╭─ Article

Note: requires library(patchwork)

plot_cutoffs <- function(dataset, timepoint_use_variable, tissue, cpd){
    # control colors and lines used in plots
    col_val = c("#D9D9D9", "#BDBDBD", "#969696", "#636363", "#252525")
    lines = rep("solid", 5)
    
    # prep data
    df_ss <- dataset |> 
      filter(compound == cpd) |>
      mutate(time_window = fct_relevel(as.factor(time_window), levels(timepoint_use_variable)),
             detection_limit = as.factor(detection_limit),
             Sensitivity =  round(Sensitivity*100, 0),
             Specificity =  round(Specificity*100, 0))        
      
    # plot sensitivity
    p1 <- df_ss |> 
      ggplot(aes(x = time_window, y = Sensitivity, 
                 color = detection_limit)) + 
      geom_line(linewidth = 1.2, aes(group = detection_limit, 
                                linetype = detection_limit)) + 
      geom_point(show.legend=FALSE) + 
      ylim(0,100) +
      scale_x_discrete(labels = function(x) str_wrap(x, width = 5)) +
      scale_linetype_manual(values=lines) +
      scale_color_manual(values = col_val, name = "Cutoff \n (ng/mL)",
                        guide = guide_legend(override.aes = list(linetype = c(1),
                        shape = rep(NA, length(lines))) )) +
      theme_classic() +
      theme(plot.title.position = "plot",
            axis.title = element_text(size=14),
            axis.text = element_text(size=10),
            legend.position = "none", 
            panel.grid = element_blank(),
            strip.background = element_blank()

╰─
╭─ Data rows

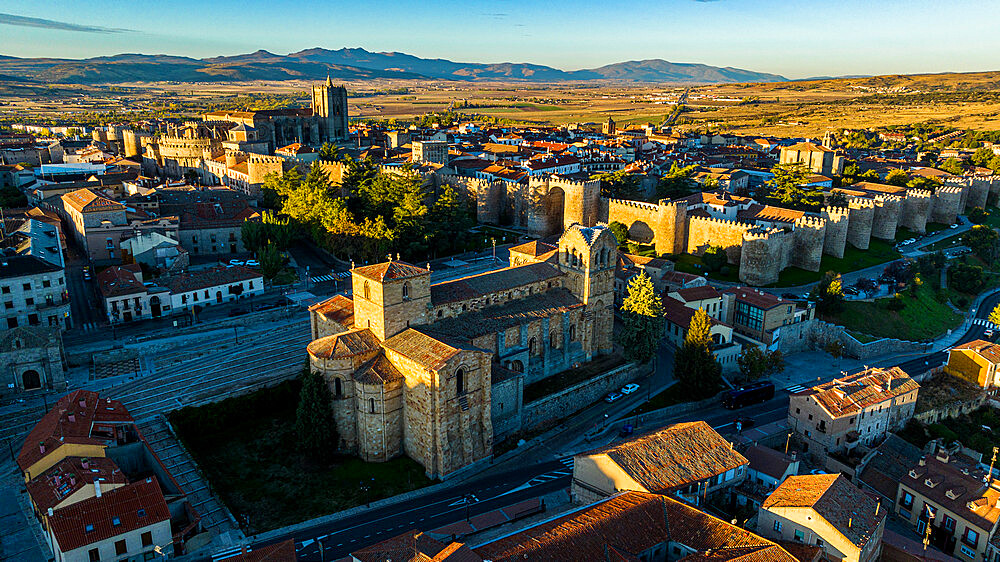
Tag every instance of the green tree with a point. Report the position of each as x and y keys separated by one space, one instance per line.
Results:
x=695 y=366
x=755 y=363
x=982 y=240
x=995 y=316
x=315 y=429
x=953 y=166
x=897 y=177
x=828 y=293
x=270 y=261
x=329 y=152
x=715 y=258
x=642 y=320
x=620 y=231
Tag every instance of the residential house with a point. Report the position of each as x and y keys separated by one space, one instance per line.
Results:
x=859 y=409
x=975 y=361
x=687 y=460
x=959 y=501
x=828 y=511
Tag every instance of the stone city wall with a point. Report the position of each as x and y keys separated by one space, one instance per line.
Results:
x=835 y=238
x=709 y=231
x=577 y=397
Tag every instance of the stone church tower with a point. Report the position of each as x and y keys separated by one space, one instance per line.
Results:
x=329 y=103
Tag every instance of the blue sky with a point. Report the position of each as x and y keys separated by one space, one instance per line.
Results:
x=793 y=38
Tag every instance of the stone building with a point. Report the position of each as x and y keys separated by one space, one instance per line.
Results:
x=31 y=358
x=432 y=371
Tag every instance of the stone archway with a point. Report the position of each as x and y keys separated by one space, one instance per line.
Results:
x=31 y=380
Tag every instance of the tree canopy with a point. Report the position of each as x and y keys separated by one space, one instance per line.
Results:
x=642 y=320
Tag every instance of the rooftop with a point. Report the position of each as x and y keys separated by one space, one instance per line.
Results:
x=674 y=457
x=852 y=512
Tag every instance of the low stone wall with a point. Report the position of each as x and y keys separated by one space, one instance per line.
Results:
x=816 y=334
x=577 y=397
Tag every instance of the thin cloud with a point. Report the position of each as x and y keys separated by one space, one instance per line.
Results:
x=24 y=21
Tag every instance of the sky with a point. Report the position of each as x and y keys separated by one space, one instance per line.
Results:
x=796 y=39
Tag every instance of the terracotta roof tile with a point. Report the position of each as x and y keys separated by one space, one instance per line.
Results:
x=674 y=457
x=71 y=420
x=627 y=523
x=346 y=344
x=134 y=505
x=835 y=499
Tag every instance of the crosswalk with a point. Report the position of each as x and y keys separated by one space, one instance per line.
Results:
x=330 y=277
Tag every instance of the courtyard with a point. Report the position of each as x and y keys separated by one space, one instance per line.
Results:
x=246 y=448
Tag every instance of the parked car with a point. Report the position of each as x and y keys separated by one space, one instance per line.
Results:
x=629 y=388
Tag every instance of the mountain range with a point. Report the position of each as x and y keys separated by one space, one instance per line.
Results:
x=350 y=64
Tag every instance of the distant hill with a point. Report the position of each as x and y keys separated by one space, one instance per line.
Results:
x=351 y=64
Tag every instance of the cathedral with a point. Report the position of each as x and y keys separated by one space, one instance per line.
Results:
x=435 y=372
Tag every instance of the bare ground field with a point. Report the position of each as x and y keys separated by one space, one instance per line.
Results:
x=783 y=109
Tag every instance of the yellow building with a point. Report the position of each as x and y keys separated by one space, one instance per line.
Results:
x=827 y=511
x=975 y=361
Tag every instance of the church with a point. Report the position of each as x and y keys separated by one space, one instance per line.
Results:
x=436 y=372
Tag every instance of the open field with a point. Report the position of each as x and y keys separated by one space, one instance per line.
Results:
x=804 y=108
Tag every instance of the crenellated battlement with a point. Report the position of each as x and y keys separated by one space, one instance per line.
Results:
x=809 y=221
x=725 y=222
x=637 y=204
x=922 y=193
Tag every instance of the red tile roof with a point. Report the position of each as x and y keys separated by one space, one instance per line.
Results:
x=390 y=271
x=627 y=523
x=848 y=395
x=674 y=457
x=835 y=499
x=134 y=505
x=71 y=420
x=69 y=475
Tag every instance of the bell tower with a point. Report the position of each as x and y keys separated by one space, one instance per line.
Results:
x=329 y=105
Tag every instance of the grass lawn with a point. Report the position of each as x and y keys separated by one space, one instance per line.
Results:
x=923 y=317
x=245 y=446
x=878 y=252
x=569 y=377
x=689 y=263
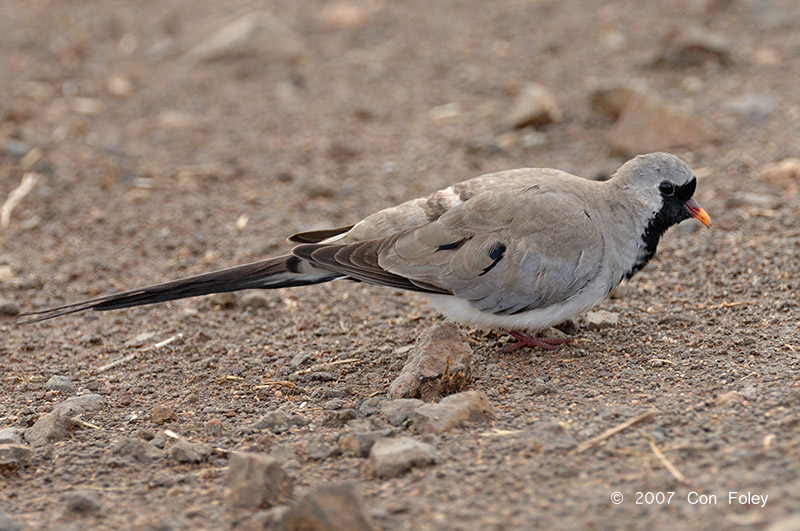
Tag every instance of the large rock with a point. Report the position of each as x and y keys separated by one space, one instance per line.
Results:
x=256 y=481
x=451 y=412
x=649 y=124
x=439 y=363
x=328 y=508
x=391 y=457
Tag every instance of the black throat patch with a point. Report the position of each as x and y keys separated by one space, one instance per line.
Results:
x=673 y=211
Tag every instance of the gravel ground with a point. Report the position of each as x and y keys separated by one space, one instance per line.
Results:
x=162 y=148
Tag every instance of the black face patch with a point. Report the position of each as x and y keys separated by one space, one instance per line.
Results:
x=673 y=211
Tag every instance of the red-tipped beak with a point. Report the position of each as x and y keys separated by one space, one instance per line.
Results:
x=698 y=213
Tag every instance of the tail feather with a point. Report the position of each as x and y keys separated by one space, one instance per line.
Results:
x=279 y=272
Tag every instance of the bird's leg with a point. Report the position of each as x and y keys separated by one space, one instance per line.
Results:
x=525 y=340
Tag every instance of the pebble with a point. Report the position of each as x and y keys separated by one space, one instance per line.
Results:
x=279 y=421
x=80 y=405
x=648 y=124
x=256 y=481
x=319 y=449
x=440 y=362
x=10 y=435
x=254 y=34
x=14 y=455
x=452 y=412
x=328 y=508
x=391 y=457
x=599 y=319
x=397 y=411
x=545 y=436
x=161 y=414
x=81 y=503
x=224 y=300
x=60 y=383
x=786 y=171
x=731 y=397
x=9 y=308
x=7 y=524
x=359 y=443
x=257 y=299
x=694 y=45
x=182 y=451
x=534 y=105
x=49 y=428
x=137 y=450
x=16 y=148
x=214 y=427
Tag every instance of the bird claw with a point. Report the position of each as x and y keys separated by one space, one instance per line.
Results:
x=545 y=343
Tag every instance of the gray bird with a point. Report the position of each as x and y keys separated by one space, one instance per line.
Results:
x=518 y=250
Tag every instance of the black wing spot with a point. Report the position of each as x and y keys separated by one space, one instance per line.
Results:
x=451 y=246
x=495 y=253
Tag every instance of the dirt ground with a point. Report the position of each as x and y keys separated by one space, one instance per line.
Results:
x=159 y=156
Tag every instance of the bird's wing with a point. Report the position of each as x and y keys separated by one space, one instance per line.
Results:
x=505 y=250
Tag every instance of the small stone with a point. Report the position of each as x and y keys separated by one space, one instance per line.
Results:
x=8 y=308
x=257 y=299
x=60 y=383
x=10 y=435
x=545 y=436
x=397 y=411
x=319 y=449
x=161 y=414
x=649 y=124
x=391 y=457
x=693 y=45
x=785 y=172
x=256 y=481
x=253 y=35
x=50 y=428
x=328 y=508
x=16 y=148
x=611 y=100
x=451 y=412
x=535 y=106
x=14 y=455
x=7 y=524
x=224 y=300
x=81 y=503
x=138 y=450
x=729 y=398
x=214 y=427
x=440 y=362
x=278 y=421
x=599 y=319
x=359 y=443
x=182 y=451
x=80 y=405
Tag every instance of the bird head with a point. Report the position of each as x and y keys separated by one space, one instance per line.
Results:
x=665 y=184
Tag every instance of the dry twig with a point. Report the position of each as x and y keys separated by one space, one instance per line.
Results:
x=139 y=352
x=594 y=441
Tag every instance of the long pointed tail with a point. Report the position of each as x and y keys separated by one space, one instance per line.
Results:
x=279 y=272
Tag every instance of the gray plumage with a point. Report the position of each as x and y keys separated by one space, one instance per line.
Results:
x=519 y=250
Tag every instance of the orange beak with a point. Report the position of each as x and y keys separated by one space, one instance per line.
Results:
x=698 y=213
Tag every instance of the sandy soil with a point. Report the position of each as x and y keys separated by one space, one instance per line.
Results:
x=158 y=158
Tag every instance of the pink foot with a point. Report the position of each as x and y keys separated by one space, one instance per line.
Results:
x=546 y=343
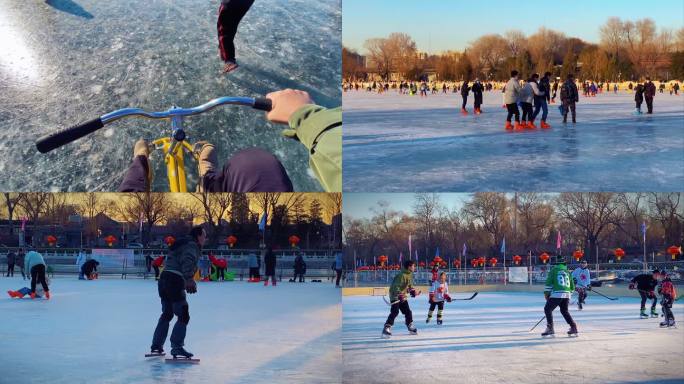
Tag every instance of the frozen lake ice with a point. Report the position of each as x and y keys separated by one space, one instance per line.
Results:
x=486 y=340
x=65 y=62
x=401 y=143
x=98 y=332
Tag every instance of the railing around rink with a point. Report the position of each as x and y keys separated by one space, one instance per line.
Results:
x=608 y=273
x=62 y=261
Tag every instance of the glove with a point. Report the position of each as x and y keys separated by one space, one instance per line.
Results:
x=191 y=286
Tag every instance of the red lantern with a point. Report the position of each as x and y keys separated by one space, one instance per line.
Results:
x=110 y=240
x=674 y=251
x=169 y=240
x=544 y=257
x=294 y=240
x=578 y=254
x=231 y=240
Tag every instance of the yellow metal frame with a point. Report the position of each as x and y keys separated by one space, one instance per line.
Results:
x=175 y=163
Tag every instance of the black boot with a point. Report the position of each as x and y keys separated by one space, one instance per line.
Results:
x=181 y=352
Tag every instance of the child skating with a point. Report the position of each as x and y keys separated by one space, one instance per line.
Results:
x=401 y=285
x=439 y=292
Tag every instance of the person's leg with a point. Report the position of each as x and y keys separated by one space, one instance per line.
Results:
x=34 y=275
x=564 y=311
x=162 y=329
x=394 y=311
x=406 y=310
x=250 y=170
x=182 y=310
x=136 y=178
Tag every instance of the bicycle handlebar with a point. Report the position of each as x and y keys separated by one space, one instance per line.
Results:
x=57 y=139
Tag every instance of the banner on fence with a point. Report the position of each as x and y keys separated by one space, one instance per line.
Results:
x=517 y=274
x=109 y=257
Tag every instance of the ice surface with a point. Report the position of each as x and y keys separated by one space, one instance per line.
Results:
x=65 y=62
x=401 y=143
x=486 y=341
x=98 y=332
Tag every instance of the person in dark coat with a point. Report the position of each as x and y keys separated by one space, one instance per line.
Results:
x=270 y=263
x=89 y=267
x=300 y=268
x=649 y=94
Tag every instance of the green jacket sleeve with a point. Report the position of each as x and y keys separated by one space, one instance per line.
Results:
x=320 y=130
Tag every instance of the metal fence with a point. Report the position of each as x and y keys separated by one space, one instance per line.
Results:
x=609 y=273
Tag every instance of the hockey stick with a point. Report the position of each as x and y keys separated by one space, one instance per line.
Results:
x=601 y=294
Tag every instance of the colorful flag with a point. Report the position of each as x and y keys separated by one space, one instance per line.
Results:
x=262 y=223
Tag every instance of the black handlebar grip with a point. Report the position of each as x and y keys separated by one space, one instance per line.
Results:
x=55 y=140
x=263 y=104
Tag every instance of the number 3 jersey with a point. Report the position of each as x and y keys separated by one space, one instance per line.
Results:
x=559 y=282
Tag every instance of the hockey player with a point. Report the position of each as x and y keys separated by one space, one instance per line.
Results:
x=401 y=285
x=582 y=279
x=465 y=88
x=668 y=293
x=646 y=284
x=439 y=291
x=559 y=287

╰─

> **Tasks to complete**
1. Answer these questions about the plotting code:
(a) Which library does the note say is required?
(b) What line width does geom_line use?
(c) To what value does the theme set legend.position?
2. According to the plotting code, why are the vectors col_val and lines defined at the start of the function?

> **Solutions for each task**
1.
(a) The patchwork library.
(b) A line width of 1.2.
(c) It is set to "none".

2. The comment above them states that they control the colors and lines used in the plots. col_val holds five gray color codes and lines holds five "solid" line types. These are later passed to scale_color_manual and scale_linetype_manual.